SUPPLIED MATERIAL =>
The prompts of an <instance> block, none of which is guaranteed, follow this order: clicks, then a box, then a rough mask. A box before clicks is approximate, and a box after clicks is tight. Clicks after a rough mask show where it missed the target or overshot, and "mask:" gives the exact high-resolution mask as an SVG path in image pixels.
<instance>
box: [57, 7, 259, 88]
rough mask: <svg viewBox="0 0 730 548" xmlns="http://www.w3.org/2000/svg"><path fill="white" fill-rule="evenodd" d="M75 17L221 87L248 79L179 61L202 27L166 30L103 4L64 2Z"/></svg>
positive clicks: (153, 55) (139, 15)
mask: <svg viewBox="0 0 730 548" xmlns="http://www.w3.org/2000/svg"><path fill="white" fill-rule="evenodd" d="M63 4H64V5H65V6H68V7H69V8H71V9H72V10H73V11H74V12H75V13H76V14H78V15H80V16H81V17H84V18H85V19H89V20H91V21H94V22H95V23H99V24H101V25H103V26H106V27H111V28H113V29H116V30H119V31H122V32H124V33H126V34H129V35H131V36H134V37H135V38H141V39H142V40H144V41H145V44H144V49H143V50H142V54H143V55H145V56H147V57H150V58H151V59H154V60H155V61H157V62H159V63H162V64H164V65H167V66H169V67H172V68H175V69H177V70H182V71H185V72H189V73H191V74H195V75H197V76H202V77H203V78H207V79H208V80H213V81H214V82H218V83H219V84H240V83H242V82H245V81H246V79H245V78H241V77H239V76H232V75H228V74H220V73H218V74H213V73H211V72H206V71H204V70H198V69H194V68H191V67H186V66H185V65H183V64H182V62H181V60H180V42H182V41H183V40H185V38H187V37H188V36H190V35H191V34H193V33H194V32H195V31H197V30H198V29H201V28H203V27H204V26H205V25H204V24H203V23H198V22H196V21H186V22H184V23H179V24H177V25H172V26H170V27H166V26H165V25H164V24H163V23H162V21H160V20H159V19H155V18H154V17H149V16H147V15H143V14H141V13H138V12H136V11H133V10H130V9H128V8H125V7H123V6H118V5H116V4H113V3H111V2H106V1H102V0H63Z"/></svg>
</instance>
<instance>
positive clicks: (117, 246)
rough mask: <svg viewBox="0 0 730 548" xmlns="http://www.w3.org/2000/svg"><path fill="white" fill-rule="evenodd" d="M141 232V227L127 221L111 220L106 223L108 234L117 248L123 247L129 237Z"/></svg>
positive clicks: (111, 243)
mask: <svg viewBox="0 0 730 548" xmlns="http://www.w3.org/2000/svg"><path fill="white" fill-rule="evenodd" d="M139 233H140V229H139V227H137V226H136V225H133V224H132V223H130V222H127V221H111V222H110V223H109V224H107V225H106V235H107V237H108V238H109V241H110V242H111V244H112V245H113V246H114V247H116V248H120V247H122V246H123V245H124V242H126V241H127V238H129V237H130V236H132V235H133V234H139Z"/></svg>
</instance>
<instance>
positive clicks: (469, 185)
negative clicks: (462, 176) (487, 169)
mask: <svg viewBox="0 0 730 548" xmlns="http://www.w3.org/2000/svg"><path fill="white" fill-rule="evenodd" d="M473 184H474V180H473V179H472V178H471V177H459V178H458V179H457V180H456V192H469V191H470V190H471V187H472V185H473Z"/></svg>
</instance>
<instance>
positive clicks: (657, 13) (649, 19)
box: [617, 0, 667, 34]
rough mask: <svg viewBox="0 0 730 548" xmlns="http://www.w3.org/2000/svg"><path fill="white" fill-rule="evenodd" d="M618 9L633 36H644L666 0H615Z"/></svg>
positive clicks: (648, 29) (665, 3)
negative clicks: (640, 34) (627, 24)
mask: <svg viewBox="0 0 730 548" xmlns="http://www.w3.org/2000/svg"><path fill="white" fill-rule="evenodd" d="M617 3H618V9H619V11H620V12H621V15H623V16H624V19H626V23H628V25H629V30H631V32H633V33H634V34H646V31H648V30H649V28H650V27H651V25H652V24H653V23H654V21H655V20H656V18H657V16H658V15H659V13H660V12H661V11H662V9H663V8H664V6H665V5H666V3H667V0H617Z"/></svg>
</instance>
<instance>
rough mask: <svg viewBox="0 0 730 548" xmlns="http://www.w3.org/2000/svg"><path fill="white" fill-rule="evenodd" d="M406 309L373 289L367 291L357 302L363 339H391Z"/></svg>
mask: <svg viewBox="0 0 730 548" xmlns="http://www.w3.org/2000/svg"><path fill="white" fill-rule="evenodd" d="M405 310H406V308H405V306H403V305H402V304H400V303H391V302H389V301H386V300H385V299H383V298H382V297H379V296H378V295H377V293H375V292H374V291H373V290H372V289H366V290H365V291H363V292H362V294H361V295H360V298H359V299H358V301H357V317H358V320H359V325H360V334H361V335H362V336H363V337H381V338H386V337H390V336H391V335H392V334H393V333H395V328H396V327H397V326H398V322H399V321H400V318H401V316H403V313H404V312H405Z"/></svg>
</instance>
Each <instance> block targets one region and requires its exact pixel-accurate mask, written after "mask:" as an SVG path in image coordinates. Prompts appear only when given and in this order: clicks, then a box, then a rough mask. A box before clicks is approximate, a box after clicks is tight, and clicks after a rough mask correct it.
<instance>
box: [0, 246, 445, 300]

YOUR GOAL => The answer is the full set of records above, repeated exactly.

SOLUTION FOR THIS PROBLEM =>
The prompts of an <instance> block, none of which is guaranteed, follow this order: clicks, then a box, then a rough mask. A box before clicks is approximate, and a box after clicks is tight. Clicks after a rough mask show where it missed the target or overshot, and "mask:" gives the exact high-resolution mask as an SVG path in image pixels.
<instance>
box: [57, 7, 259, 88]
rough mask: <svg viewBox="0 0 730 548" xmlns="http://www.w3.org/2000/svg"><path fill="white" fill-rule="evenodd" d="M75 17L221 87L248 79L179 61L202 27L166 30L103 4L64 2Z"/></svg>
positive clicks: (153, 55) (139, 15)
mask: <svg viewBox="0 0 730 548" xmlns="http://www.w3.org/2000/svg"><path fill="white" fill-rule="evenodd" d="M63 4H64V5H65V6H68V7H69V8H71V9H72V10H73V11H74V12H75V13H76V14H78V15H80V16H81V17H84V18H85V19H89V20H91V21H94V22H95V23H99V24H101V25H103V26H106V27H111V28H113V29H116V30H119V31H122V32H124V33H126V34H129V35H131V36H134V37H135V38H141V39H142V40H144V41H145V44H144V49H143V50H142V54H143V55H145V56H147V57H150V58H151V59H154V60H155V61H157V62H159V63H162V64H164V65H167V66H169V67H172V68H175V69H177V70H182V71H185V72H189V73H191V74H195V75H197V76H202V77H203V78H207V79H208V80H213V81H214V82H218V83H219V84H240V83H242V82H245V81H246V79H245V78H241V77H239V76H232V75H228V74H220V73H218V74H213V73H211V72H206V71H204V70H198V69H194V68H191V67H186V66H185V65H183V64H182V62H181V60H180V42H182V41H183V40H185V38H187V37H188V36H190V35H191V34H193V33H194V32H195V31H197V30H198V29H201V28H203V27H204V26H205V25H204V24H203V23H198V22H196V21H186V22H184V23H179V24H177V25H172V26H170V27H166V26H165V25H164V24H163V23H162V21H160V20H159V19H155V18H154V17H149V16H147V15H143V14H141V13H138V12H136V11H133V10H130V9H128V8H125V7H123V6H118V5H116V4H113V3H111V2H106V1H102V0H63Z"/></svg>
</instance>
<instance>
positive clicks: (117, 246)
rough mask: <svg viewBox="0 0 730 548" xmlns="http://www.w3.org/2000/svg"><path fill="white" fill-rule="evenodd" d="M141 232V227L127 221L111 220L106 223L108 234L117 248L123 247L129 237Z"/></svg>
positive clicks: (111, 243)
mask: <svg viewBox="0 0 730 548" xmlns="http://www.w3.org/2000/svg"><path fill="white" fill-rule="evenodd" d="M139 233H140V229H139V227H137V226H136V225H133V224H132V223H130V222H127V221H111V222H110V223H109V224H107V225H106V235H107V237H108V238H109V241H110V242H111V244H112V245H113V246H114V247H116V248H120V247H122V246H123V245H124V242H126V241H127V238H129V237H130V236H132V235H133V234H139Z"/></svg>
</instance>
<instance>
positive clicks: (469, 185)
negative clicks: (462, 176) (487, 169)
mask: <svg viewBox="0 0 730 548" xmlns="http://www.w3.org/2000/svg"><path fill="white" fill-rule="evenodd" d="M473 184H474V180H473V179H472V178H471V177H459V178H458V179H457V180H456V192H469V191H470V190H471V187H472V185H473Z"/></svg>
</instance>
<instance>
positive clicks: (657, 13) (649, 19)
box: [617, 0, 667, 34]
rough mask: <svg viewBox="0 0 730 548" xmlns="http://www.w3.org/2000/svg"><path fill="white" fill-rule="evenodd" d="M618 9L633 36H644L666 0H615Z"/></svg>
positive clicks: (648, 29) (665, 3)
negative clicks: (640, 34) (627, 24)
mask: <svg viewBox="0 0 730 548" xmlns="http://www.w3.org/2000/svg"><path fill="white" fill-rule="evenodd" d="M617 3H618V9H619V11H620V12H621V15H623V16H624V19H626V23H628V25H629V30H631V32H633V33H634V34H646V31H648V30H649V28H650V27H651V25H652V24H653V23H654V21H655V20H656V18H657V16H658V15H659V13H660V12H661V11H662V9H663V8H664V6H665V5H666V3H667V0H617Z"/></svg>
</instance>
<instance>
rough mask: <svg viewBox="0 0 730 548" xmlns="http://www.w3.org/2000/svg"><path fill="white" fill-rule="evenodd" d="M406 309L373 289L367 291L357 302L363 339H391Z"/></svg>
mask: <svg viewBox="0 0 730 548" xmlns="http://www.w3.org/2000/svg"><path fill="white" fill-rule="evenodd" d="M405 310H406V308H405V306H403V305H402V304H400V303H391V302H389V301H386V300H385V299H383V298H382V297H379V296H378V295H377V293H375V292H374V291H373V290H372V289H366V290H365V291H363V292H362V294H361V295H360V298H359V299H358V301H357V317H358V320H359V325H360V334H361V335H362V336H363V337H381V338H386V337H390V336H391V335H392V334H393V333H395V328H396V327H397V326H398V322H399V321H400V318H401V316H403V313H404V312H405Z"/></svg>
</instance>
Each <instance> block targets one region and requires its exact pixel-accurate mask, written after "mask:" as an SVG path in image coordinates. Prompts appear only when given and in this order: clicks, then a box, then a rough mask. A box before clicks is approximate, a box after clicks is tight, and clicks after a rough mask correct it.
<instance>
box: [0, 246, 445, 300]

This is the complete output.